▶ **Your assignment**
Word for word, copy each record that comes after this.

· · ·

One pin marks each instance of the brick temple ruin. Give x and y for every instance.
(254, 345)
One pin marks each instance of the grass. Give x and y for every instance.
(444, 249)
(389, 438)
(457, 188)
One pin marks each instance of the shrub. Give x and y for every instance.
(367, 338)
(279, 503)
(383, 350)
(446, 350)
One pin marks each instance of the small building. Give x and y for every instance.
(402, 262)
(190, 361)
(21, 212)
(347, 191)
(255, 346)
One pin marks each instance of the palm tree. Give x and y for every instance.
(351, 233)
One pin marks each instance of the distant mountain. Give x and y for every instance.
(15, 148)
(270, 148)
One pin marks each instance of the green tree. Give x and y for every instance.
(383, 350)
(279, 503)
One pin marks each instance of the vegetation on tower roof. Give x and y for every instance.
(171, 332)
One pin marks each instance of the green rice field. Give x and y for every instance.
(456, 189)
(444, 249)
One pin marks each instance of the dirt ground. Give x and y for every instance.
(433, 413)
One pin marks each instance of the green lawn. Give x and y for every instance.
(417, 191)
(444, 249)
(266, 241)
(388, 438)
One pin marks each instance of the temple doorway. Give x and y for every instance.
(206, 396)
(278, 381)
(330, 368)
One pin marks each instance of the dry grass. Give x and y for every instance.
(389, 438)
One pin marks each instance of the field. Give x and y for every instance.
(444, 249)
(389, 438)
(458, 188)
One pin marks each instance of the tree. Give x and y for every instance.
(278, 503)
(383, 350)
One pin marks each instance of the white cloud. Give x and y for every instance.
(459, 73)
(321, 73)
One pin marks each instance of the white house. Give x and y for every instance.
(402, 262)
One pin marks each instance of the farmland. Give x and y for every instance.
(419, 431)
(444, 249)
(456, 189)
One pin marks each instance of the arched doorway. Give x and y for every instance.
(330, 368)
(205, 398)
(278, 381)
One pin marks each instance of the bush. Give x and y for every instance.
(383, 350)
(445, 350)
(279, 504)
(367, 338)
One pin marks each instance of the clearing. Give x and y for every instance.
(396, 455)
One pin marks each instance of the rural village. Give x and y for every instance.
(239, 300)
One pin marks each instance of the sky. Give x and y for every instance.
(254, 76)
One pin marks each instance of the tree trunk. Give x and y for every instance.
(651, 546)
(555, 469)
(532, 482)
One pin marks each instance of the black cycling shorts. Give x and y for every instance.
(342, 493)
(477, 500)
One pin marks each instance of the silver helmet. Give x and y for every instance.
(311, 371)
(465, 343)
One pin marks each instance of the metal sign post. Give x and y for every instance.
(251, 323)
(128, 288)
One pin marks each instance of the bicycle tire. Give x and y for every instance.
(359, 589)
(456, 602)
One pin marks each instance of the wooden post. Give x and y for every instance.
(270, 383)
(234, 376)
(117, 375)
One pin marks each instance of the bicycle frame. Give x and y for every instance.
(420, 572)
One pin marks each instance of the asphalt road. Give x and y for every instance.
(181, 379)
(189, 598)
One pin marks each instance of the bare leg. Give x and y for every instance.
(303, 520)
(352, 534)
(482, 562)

· · ·

▶ **Result for this exercise**
One pin marks each instance of the brick temple ruin. Give x and y for every instance.
(254, 345)
One pin marks each instance of the grass. Give x and y for every instance.
(444, 249)
(389, 438)
(457, 188)
One pin marks each instance of the shrub. Give x and y for every instance.
(367, 338)
(279, 503)
(383, 350)
(446, 350)
One pin marks each instance of the small building. Give x and y for every instance.
(402, 262)
(190, 361)
(21, 212)
(347, 191)
(255, 346)
One pin marks each instance of the palm tree. Give x and y for every instance.
(351, 233)
One pin marks each instance of the distant mountain. Give x and y for every instance.
(15, 148)
(270, 148)
One pin marks each instance of the green tree. Give x and y for every instance.
(383, 350)
(279, 503)
One pin marks each instance of the vegetation on tower roof. Give x and y for every instance.
(171, 332)
One pin marks each instance of the green rice field. Give x and y for every instance.
(456, 189)
(444, 249)
One pin marks each instance of the dirt ground. Give x and y for every instance.
(433, 413)
One pin marks each instance of the green lawn. Give x and y for every instance.
(417, 191)
(444, 249)
(266, 241)
(388, 438)
One pin marks each instance of the temple doorway. Give x and y for every instance.
(206, 396)
(278, 381)
(330, 368)
One pin marks each instance of the dry grass. Give x and y for every instance.
(389, 438)
One pin marks each instance of the field. Give x and y for every instance.
(444, 249)
(389, 438)
(458, 188)
One pin marks each instance of the tree. Give x and y for every instance.
(278, 503)
(383, 350)
One pin marks each instance of the white cloud. Give x and y for every instance.
(459, 73)
(321, 73)
One pin marks each instance of the white house. Give x and y for every instance.
(402, 262)
One pin marks each instance of the farmland. Give x and y for every instance.
(419, 431)
(444, 249)
(456, 189)
One pin marks each instance of the arched doorway. Give x and y for every instance.
(330, 368)
(205, 398)
(278, 381)
One pin marks each instance of the bush. Give x and y for every instance.
(383, 350)
(445, 350)
(279, 504)
(367, 338)
One pin marks each instance of the clearing. Give x and y for every instance.
(396, 455)
One pin marks each instance of the rural village. Give x and y for every instance.
(239, 300)
One pin marks each instance of the sky. Give x and y for every instance.
(254, 76)
One pin marks each instance of the tree trunk. Give x and y for every instance.
(651, 546)
(555, 469)
(532, 482)
One pin marks each instance of the black cycling shorts. Give x and y for every instance.
(342, 493)
(477, 500)
One pin marks each instance of the silver helmet. Give x and y for every instance.
(311, 371)
(465, 343)
One pin marks each instance of the metal sign post. Give x and y for every instance.
(251, 323)
(128, 288)
One pin marks each instance of the bicycle tire. Give x and y for every instance.
(359, 589)
(456, 602)
One pin marks each instance of the wooden post. Give x and y for every instance.
(270, 383)
(234, 376)
(117, 375)
One pin marks each instance of the bicycle frame. Give x and y for every instance.
(420, 572)
One pin marks each instance of the asphalt road. Give x and y for every instance.
(181, 379)
(189, 598)
One pin marks each instance of the bare leg. Give x and y for every instance.
(303, 520)
(352, 534)
(482, 562)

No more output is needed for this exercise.